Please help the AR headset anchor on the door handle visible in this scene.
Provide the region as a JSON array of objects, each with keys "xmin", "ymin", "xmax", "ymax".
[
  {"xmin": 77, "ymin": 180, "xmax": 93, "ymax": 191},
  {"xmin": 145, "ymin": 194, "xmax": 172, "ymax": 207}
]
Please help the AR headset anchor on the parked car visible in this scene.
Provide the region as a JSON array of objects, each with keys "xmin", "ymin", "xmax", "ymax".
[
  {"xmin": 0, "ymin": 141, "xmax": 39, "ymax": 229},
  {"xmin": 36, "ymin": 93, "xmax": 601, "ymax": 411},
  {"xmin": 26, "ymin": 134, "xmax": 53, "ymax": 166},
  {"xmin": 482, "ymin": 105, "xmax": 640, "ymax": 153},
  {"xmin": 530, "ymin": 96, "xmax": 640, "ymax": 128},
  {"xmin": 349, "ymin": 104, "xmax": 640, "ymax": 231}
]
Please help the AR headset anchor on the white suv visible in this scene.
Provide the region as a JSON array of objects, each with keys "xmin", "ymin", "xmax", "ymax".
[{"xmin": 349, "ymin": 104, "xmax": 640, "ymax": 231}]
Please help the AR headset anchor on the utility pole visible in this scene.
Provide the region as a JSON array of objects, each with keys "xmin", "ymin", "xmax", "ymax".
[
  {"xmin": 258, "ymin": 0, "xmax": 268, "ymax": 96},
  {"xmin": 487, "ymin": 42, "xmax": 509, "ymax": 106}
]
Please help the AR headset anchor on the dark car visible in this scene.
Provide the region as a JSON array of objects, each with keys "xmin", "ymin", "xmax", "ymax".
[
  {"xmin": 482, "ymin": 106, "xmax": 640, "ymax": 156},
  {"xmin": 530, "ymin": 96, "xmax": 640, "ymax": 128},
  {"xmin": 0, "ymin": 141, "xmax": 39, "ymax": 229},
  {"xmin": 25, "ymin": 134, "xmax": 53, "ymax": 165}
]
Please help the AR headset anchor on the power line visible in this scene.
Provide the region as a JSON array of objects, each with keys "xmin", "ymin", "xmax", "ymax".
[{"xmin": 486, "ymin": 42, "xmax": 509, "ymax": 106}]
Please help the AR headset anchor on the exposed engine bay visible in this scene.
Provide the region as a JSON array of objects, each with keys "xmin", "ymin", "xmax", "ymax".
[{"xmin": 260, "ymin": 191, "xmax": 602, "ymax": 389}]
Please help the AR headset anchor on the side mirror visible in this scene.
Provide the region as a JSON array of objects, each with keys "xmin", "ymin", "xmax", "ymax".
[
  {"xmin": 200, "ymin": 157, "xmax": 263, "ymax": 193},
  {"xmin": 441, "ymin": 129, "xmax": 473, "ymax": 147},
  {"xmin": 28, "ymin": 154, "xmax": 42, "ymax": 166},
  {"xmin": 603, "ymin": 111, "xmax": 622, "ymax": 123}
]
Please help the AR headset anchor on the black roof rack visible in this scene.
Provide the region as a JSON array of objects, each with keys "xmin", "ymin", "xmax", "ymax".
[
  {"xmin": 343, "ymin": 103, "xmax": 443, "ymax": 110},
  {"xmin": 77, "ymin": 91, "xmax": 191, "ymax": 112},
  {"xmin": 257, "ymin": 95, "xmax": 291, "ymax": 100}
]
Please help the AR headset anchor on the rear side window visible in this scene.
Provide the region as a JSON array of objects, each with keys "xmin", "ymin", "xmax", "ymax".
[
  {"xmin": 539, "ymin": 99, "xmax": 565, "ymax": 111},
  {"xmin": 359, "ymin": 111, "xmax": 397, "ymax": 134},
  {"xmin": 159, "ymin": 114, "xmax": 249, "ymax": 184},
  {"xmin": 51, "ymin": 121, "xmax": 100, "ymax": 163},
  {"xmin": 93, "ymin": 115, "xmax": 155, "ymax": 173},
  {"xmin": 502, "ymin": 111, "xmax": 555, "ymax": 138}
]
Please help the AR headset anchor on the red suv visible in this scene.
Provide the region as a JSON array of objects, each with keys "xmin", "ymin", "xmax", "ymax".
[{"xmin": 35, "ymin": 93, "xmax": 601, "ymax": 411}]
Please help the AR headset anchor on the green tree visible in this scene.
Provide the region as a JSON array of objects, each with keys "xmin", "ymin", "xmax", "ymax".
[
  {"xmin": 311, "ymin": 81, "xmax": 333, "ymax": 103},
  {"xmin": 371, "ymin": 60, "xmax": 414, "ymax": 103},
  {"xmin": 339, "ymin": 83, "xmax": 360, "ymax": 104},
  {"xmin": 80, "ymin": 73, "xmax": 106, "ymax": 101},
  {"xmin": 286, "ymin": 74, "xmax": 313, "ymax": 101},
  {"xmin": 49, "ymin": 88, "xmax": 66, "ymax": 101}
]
•••••
- _ABOUT THIS EXERCISE_: Print every line of the material above exactly.

- _TASK RESULT_:
Please help the AR headset anchor on the door handle visible in this scene.
Provide the region as a JSON array of objects, each with keys "xmin", "ymin", "xmax", "ymax".
[
  {"xmin": 77, "ymin": 180, "xmax": 93, "ymax": 191},
  {"xmin": 145, "ymin": 194, "xmax": 172, "ymax": 207}
]
Please help the AR headset anchor on the parked car visible in this scene.
Provide the region as a JSON array of objects, each with keys "xmin", "ymin", "xmax", "ymax".
[
  {"xmin": 0, "ymin": 141, "xmax": 39, "ymax": 229},
  {"xmin": 36, "ymin": 93, "xmax": 601, "ymax": 411},
  {"xmin": 26, "ymin": 134, "xmax": 53, "ymax": 166},
  {"xmin": 482, "ymin": 105, "xmax": 640, "ymax": 153},
  {"xmin": 530, "ymin": 96, "xmax": 640, "ymax": 128},
  {"xmin": 349, "ymin": 104, "xmax": 640, "ymax": 231}
]
Please help the AR headset anchor on the white suv visible in this scene.
Provide the region as a JSON array of objects, each with keys "xmin", "ymin", "xmax", "ymax".
[{"xmin": 349, "ymin": 104, "xmax": 640, "ymax": 231}]
Please help the AR headset anchor on the utility pole visible in this scene.
Provide the region as a JSON array of objects, each with keys "xmin", "ymin", "xmax", "ymax".
[
  {"xmin": 258, "ymin": 0, "xmax": 268, "ymax": 96},
  {"xmin": 487, "ymin": 42, "xmax": 509, "ymax": 106}
]
Please help the AR headset anchor on the dark car visible in this scene.
Provide the region as a JSON array of objects, each with keys "xmin", "ymin", "xmax", "ymax".
[
  {"xmin": 482, "ymin": 106, "xmax": 640, "ymax": 156},
  {"xmin": 530, "ymin": 96, "xmax": 640, "ymax": 128},
  {"xmin": 0, "ymin": 141, "xmax": 39, "ymax": 229},
  {"xmin": 25, "ymin": 134, "xmax": 53, "ymax": 165}
]
Please help the AR headset anchor on the power line visible in this scene.
Provide the region as a JSON array of objects, each with keys "xmin", "ymin", "xmax", "ymax".
[{"xmin": 486, "ymin": 42, "xmax": 509, "ymax": 106}]
Please help the AR headset anchor on the exposed engine bay visible in this scene.
Provide the region as a JSON array of objects, each with keys "xmin", "ymin", "xmax", "ymax".
[{"xmin": 260, "ymin": 191, "xmax": 602, "ymax": 389}]
Please help the AR headset anchor on the side mirror visible in this scene.
Provide the region as a JSON array of objects, each with keys "xmin", "ymin", "xmax", "ymax".
[
  {"xmin": 200, "ymin": 157, "xmax": 263, "ymax": 193},
  {"xmin": 441, "ymin": 129, "xmax": 473, "ymax": 147},
  {"xmin": 28, "ymin": 154, "xmax": 42, "ymax": 166},
  {"xmin": 603, "ymin": 111, "xmax": 622, "ymax": 123}
]
Please help the AR headset anchor on the black roof rack visible in this scene.
Provide the region as a JSON array of objects, each with keys "xmin", "ymin", "xmax", "ymax".
[
  {"xmin": 343, "ymin": 103, "xmax": 443, "ymax": 110},
  {"xmin": 77, "ymin": 91, "xmax": 191, "ymax": 112},
  {"xmin": 257, "ymin": 95, "xmax": 291, "ymax": 100}
]
Please help the AR headset anchor on the rear side window visible in this scene.
Provide the region as a JSON array of objects, each with keys "xmin", "ymin", "xmax", "ymax".
[
  {"xmin": 539, "ymin": 99, "xmax": 565, "ymax": 111},
  {"xmin": 359, "ymin": 111, "xmax": 397, "ymax": 134},
  {"xmin": 159, "ymin": 114, "xmax": 249, "ymax": 184},
  {"xmin": 51, "ymin": 121, "xmax": 100, "ymax": 163},
  {"xmin": 93, "ymin": 115, "xmax": 155, "ymax": 173},
  {"xmin": 502, "ymin": 111, "xmax": 555, "ymax": 138}
]
Please help the AR headset anchor on the red suv visible in this scene.
Provide the region as a JSON array of objects, each with keys "xmin", "ymin", "xmax", "ymax".
[{"xmin": 35, "ymin": 93, "xmax": 601, "ymax": 411}]
Please help the AR headset anchor on the green tree visible in this scene.
Provide the region as a JSON array of objects, each with keys "xmin", "ymin", "xmax", "ymax".
[
  {"xmin": 311, "ymin": 81, "xmax": 333, "ymax": 103},
  {"xmin": 371, "ymin": 60, "xmax": 414, "ymax": 103},
  {"xmin": 339, "ymin": 83, "xmax": 360, "ymax": 104},
  {"xmin": 80, "ymin": 73, "xmax": 106, "ymax": 101},
  {"xmin": 286, "ymin": 74, "xmax": 313, "ymax": 101},
  {"xmin": 49, "ymin": 88, "xmax": 66, "ymax": 101}
]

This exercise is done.